>> BEGIN Task material
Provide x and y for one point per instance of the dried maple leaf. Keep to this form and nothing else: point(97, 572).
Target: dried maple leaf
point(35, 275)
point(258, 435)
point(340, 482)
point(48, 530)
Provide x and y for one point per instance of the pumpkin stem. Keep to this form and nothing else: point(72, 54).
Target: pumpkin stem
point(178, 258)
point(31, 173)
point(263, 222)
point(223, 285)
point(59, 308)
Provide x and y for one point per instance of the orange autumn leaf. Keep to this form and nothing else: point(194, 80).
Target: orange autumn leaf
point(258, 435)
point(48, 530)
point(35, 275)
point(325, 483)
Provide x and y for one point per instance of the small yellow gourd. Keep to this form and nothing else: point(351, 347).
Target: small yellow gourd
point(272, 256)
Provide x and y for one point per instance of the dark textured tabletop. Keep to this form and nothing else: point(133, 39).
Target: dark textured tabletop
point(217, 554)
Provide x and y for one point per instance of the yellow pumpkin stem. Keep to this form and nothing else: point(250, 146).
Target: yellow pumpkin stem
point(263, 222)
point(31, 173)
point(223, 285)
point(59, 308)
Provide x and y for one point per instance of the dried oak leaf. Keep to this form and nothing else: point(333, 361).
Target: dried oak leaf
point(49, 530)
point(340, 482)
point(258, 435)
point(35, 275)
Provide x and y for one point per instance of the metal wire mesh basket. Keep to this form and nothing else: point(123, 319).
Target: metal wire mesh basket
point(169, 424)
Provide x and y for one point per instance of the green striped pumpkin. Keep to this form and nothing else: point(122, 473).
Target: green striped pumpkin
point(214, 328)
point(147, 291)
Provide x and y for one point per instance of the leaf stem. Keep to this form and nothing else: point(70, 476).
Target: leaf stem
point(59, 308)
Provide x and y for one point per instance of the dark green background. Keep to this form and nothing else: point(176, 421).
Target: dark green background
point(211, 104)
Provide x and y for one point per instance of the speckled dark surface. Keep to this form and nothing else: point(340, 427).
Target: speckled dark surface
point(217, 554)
>> END Task material
• What is being asked: Restate all of the entries exactly, please.

• Answer to the problem:
Provide x and y for one point per instance of the dried maple leaf. Keep to this form and nothing else: point(97, 572).
Target: dried maple leaf
point(35, 275)
point(258, 435)
point(340, 482)
point(48, 530)
Provide x and y for one point per instance of the pumpkin stem. Keep to this form and nothing else: point(72, 54).
Target: pumpkin stem
point(178, 258)
point(31, 173)
point(263, 222)
point(223, 285)
point(59, 308)
Provide x and y for one point per instance of the orange autumn leaf. Keep to this form and nothing else: point(194, 80).
Target: orange autumn leaf
point(258, 435)
point(48, 530)
point(35, 275)
point(325, 483)
Provide x and y for one point per instance of the small yellow gourd. Keep to this form and nothing else: point(351, 347).
Target: small yellow gourd
point(272, 256)
Provide x and y for one point per instance of the dark textured tabletop. Keep to this form and nothing else: point(133, 39).
Target: dark textured tabletop
point(217, 554)
Provide x and y for one point per instance of the yellow pumpkin stem. Keep to this form and nothing else: point(250, 146).
Target: yellow pumpkin stem
point(263, 222)
point(31, 173)
point(223, 285)
point(59, 308)
Provide x and y for one point per instance of the dried oak leaf. Keep to this form and nothing else: point(333, 361).
Target: dried oak leaf
point(49, 530)
point(340, 482)
point(258, 435)
point(35, 275)
Provide x and y for one point per instance of the metal wire mesh basket. Keep to this form and nothing else: point(123, 319).
Target: metal wire mesh basket
point(169, 424)
Provide x and y for one point per instance of the green striped pumpkin. Keep to this form and nothing else: point(122, 473).
Target: green striped pumpkin
point(214, 328)
point(147, 291)
Provide x and y for one point per instance of the leaf stem. Keep to this form and nothing else: point(70, 476).
Target: leaf stem
point(59, 308)
Provide x and y for one point per instance of the dark green background. Keep to this form and nothing else: point(176, 421).
Target: dark green background
point(211, 104)
Provide x and y for one point per instance of the speckled dark surface. Keep to this form and nothing else: point(340, 427).
Target: speckled dark surface
point(217, 554)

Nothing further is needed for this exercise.